Task to complete: Copy the data below line for line, leaving every character unchanged.

Saved data entries
************
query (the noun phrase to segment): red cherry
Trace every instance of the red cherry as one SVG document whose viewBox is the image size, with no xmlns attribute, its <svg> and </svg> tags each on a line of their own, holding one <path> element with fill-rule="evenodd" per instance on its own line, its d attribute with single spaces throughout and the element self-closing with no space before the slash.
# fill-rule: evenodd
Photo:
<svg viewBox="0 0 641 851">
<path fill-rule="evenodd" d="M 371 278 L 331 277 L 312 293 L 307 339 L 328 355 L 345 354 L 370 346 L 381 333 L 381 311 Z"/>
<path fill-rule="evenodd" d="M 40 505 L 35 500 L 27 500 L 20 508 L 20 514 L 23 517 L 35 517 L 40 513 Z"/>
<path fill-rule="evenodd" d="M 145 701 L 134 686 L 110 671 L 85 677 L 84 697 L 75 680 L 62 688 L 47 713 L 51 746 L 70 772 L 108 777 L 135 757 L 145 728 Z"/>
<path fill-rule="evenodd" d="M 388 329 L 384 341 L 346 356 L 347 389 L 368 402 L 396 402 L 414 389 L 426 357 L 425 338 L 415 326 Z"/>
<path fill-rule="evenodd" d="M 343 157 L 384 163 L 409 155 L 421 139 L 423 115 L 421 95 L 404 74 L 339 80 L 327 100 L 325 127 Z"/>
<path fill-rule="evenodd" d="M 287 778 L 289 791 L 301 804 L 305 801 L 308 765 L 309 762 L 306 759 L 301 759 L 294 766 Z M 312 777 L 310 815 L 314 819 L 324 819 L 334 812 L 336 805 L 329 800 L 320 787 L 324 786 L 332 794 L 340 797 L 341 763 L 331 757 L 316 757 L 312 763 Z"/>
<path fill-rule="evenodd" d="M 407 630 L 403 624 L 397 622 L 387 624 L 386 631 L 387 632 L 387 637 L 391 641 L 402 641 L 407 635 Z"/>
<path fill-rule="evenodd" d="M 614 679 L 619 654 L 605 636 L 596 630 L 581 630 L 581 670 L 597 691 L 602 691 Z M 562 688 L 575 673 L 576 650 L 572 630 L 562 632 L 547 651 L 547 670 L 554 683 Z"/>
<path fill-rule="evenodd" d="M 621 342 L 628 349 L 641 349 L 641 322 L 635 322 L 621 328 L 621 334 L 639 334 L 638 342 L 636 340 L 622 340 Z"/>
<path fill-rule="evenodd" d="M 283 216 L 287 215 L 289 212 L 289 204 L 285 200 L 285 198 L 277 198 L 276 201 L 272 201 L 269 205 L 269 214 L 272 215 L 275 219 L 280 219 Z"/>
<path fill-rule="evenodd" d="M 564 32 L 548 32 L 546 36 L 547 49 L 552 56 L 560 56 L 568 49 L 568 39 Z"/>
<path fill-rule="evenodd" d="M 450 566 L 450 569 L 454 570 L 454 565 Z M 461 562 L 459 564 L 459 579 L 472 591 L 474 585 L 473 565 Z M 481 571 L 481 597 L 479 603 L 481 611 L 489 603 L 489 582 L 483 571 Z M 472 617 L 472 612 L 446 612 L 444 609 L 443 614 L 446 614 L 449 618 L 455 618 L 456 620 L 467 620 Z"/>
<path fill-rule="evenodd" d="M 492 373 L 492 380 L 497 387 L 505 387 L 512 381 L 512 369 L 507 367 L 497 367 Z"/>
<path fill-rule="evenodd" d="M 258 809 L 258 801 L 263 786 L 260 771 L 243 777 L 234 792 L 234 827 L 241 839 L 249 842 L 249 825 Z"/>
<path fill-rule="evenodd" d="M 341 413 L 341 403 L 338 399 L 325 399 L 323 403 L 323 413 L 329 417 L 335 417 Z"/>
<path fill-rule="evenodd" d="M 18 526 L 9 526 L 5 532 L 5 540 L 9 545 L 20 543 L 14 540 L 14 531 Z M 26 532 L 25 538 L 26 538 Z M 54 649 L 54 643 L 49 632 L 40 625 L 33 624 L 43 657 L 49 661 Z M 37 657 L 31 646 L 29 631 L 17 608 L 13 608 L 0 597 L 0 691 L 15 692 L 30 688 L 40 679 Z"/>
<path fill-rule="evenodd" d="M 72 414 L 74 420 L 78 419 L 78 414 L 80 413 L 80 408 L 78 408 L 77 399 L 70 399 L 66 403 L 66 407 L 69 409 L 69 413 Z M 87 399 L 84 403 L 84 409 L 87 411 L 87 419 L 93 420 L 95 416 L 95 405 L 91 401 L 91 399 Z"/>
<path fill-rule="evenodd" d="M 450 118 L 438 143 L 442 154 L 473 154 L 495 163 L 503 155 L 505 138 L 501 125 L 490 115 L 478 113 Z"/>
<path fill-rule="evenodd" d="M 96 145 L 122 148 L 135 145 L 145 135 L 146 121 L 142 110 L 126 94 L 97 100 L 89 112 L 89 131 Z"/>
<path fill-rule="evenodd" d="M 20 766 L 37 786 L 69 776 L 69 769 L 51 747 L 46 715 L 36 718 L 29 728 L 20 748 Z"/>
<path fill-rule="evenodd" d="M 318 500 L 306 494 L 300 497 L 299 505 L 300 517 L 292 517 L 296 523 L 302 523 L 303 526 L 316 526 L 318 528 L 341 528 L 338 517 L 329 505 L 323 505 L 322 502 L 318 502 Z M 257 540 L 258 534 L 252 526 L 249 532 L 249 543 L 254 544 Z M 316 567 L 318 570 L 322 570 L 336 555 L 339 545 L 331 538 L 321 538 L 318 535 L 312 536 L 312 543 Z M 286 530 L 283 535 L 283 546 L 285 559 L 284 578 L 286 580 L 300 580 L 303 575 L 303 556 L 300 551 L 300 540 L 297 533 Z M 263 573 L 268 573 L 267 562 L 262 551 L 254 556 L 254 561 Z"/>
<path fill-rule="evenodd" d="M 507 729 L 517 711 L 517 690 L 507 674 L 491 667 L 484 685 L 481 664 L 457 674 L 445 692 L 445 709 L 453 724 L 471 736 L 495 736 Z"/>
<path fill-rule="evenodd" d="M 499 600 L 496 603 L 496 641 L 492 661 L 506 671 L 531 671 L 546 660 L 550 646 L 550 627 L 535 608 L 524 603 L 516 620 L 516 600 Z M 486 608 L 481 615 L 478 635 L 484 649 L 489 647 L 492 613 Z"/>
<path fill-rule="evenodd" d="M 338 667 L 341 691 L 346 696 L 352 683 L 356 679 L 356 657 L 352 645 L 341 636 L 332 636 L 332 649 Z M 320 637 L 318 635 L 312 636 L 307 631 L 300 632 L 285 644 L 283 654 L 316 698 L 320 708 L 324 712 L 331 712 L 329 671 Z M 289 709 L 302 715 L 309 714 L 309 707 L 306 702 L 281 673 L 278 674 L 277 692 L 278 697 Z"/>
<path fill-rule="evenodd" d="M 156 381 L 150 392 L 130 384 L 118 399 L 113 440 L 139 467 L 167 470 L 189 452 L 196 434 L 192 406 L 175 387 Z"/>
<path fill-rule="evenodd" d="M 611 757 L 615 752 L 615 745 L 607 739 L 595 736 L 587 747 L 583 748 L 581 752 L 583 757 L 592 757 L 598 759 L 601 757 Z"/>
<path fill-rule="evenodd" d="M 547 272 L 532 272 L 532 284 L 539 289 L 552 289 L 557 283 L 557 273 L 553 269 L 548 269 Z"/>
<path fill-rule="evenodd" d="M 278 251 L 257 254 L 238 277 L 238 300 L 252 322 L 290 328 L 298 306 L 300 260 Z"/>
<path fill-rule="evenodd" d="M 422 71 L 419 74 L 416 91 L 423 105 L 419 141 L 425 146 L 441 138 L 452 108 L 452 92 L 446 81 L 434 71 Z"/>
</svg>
************
Output for this task:
query (the noun phrase to segment): red cherry
Trace every instance of the red cherry as one SVG document whose viewBox is the image size, with no xmlns attribute, its <svg> and </svg> tags each on a line of their own, holding one <path> element with fill-rule="evenodd" per instance on its own line, its d attribute with single spaces throughout and the element self-closing with no space before the slash.
# fill-rule: evenodd
Photo:
<svg viewBox="0 0 641 851">
<path fill-rule="evenodd" d="M 371 278 L 331 277 L 312 293 L 307 339 L 328 355 L 345 354 L 370 346 L 381 333 L 381 311 Z"/>
<path fill-rule="evenodd" d="M 40 505 L 35 500 L 27 500 L 20 508 L 20 514 L 23 517 L 35 517 L 40 513 Z"/>
<path fill-rule="evenodd" d="M 145 701 L 134 686 L 110 671 L 85 677 L 84 697 L 75 680 L 62 688 L 47 713 L 51 746 L 70 772 L 108 777 L 135 757 L 145 728 Z"/>
<path fill-rule="evenodd" d="M 388 329 L 384 341 L 346 356 L 347 389 L 368 402 L 396 402 L 414 389 L 426 357 L 425 338 L 415 326 Z"/>
<path fill-rule="evenodd" d="M 343 157 L 384 163 L 409 155 L 421 139 L 423 115 L 421 95 L 404 74 L 339 80 L 327 100 L 325 127 Z"/>
<path fill-rule="evenodd" d="M 287 778 L 289 791 L 301 804 L 305 801 L 308 765 L 309 762 L 306 759 L 301 759 L 294 766 Z M 312 777 L 310 815 L 314 819 L 324 819 L 334 812 L 336 805 L 329 800 L 320 787 L 324 786 L 332 794 L 340 797 L 341 763 L 331 757 L 316 757 L 312 763 Z"/>
<path fill-rule="evenodd" d="M 407 630 L 403 624 L 397 622 L 387 624 L 386 631 L 387 632 L 387 637 L 391 641 L 402 641 L 407 635 Z"/>
<path fill-rule="evenodd" d="M 614 679 L 619 654 L 605 636 L 596 630 L 581 630 L 581 670 L 597 691 L 602 691 Z M 562 688 L 575 673 L 576 650 L 572 630 L 562 632 L 547 651 L 547 670 L 554 683 Z"/>
<path fill-rule="evenodd" d="M 621 342 L 628 349 L 641 349 L 641 322 L 635 322 L 621 328 L 621 334 L 639 334 L 638 342 L 636 340 L 622 340 Z"/>
<path fill-rule="evenodd" d="M 283 216 L 287 215 L 289 212 L 289 204 L 285 200 L 285 198 L 277 198 L 276 201 L 272 201 L 269 205 L 269 214 L 272 215 L 275 219 L 280 219 Z"/>
<path fill-rule="evenodd" d="M 564 32 L 548 32 L 546 36 L 547 49 L 552 56 L 560 56 L 568 49 L 568 39 Z"/>
<path fill-rule="evenodd" d="M 450 566 L 450 569 L 454 570 L 454 565 Z M 461 562 L 459 564 L 459 579 L 472 591 L 474 585 L 473 565 Z M 481 571 L 481 597 L 479 603 L 481 611 L 489 603 L 489 582 L 483 571 Z M 472 617 L 472 612 L 446 612 L 444 609 L 443 614 L 446 614 L 449 618 L 455 618 L 456 620 L 467 620 Z"/>
<path fill-rule="evenodd" d="M 492 373 L 492 380 L 497 387 L 505 387 L 512 381 L 512 369 L 507 367 L 497 367 Z"/>
<path fill-rule="evenodd" d="M 258 809 L 258 801 L 263 786 L 260 771 L 243 777 L 234 792 L 234 827 L 241 839 L 249 842 L 249 825 Z"/>
<path fill-rule="evenodd" d="M 341 413 L 341 403 L 338 399 L 325 399 L 323 403 L 323 413 L 329 417 L 335 417 Z"/>
<path fill-rule="evenodd" d="M 18 526 L 9 526 L 5 532 L 5 540 L 9 545 L 20 543 L 14 540 L 14 531 Z M 26 532 L 25 538 L 26 538 Z M 54 649 L 54 643 L 49 632 L 40 625 L 33 624 L 43 657 L 49 661 Z M 37 657 L 31 646 L 29 631 L 17 608 L 13 608 L 0 597 L 0 691 L 15 692 L 30 688 L 40 679 Z"/>
<path fill-rule="evenodd" d="M 72 414 L 74 420 L 78 419 L 78 414 L 80 413 L 80 408 L 78 408 L 77 399 L 70 399 L 66 403 L 66 407 L 69 409 L 69 413 Z M 87 399 L 84 403 L 84 409 L 87 411 L 87 419 L 93 420 L 95 416 L 95 405 L 91 401 L 91 399 Z"/>
<path fill-rule="evenodd" d="M 450 118 L 438 143 L 442 154 L 473 154 L 495 163 L 503 155 L 505 138 L 501 125 L 490 115 L 478 113 Z"/>
<path fill-rule="evenodd" d="M 96 145 L 122 148 L 135 145 L 145 135 L 146 121 L 142 110 L 126 94 L 97 100 L 89 112 L 89 131 Z"/>
<path fill-rule="evenodd" d="M 20 766 L 37 786 L 69 776 L 69 769 L 51 747 L 46 715 L 36 718 L 29 728 L 20 748 Z"/>
<path fill-rule="evenodd" d="M 318 500 L 306 494 L 300 497 L 299 505 L 300 517 L 292 517 L 296 523 L 302 523 L 303 526 L 316 526 L 318 528 L 341 528 L 338 517 L 329 505 L 323 505 L 322 502 L 318 502 Z M 257 540 L 258 534 L 252 526 L 249 532 L 249 543 L 254 544 Z M 316 567 L 318 570 L 322 570 L 336 555 L 339 545 L 331 538 L 321 538 L 318 535 L 312 536 L 312 543 Z M 286 530 L 283 535 L 283 546 L 285 559 L 284 578 L 286 580 L 300 580 L 303 575 L 303 556 L 300 551 L 300 540 L 297 533 Z M 263 573 L 268 573 L 267 562 L 262 551 L 254 556 L 254 561 Z"/>
<path fill-rule="evenodd" d="M 507 729 L 517 711 L 517 690 L 507 674 L 491 667 L 484 685 L 481 664 L 457 674 L 445 692 L 445 709 L 453 724 L 471 736 L 495 736 Z"/>
<path fill-rule="evenodd" d="M 499 600 L 496 603 L 496 641 L 492 661 L 506 671 L 531 671 L 546 660 L 550 646 L 550 627 L 535 608 L 524 603 L 516 620 L 516 600 Z M 486 608 L 481 615 L 478 635 L 484 649 L 489 647 L 492 613 Z"/>
<path fill-rule="evenodd" d="M 338 667 L 341 691 L 346 696 L 352 683 L 356 679 L 356 657 L 352 645 L 341 636 L 332 636 L 332 649 Z M 320 637 L 318 635 L 312 636 L 307 631 L 300 632 L 285 644 L 283 654 L 316 698 L 320 708 L 324 712 L 331 712 L 329 671 Z M 289 709 L 302 715 L 309 714 L 309 707 L 306 702 L 281 673 L 278 674 L 277 692 L 278 697 Z"/>
<path fill-rule="evenodd" d="M 156 381 L 150 392 L 130 384 L 118 399 L 113 440 L 139 467 L 167 470 L 189 452 L 196 434 L 192 406 L 175 387 Z"/>
<path fill-rule="evenodd" d="M 611 757 L 615 752 L 615 745 L 607 739 L 595 736 L 587 747 L 583 748 L 581 752 L 583 757 L 592 757 L 598 759 L 601 757 Z"/>
<path fill-rule="evenodd" d="M 547 272 L 532 272 L 532 284 L 539 289 L 552 289 L 557 283 L 557 273 L 553 269 L 548 269 Z"/>
<path fill-rule="evenodd" d="M 278 251 L 257 254 L 238 277 L 238 300 L 252 322 L 290 328 L 298 306 L 300 260 Z"/>
<path fill-rule="evenodd" d="M 422 71 L 419 74 L 416 91 L 423 105 L 419 141 L 425 146 L 441 138 L 452 108 L 452 92 L 446 81 L 434 71 Z"/>
</svg>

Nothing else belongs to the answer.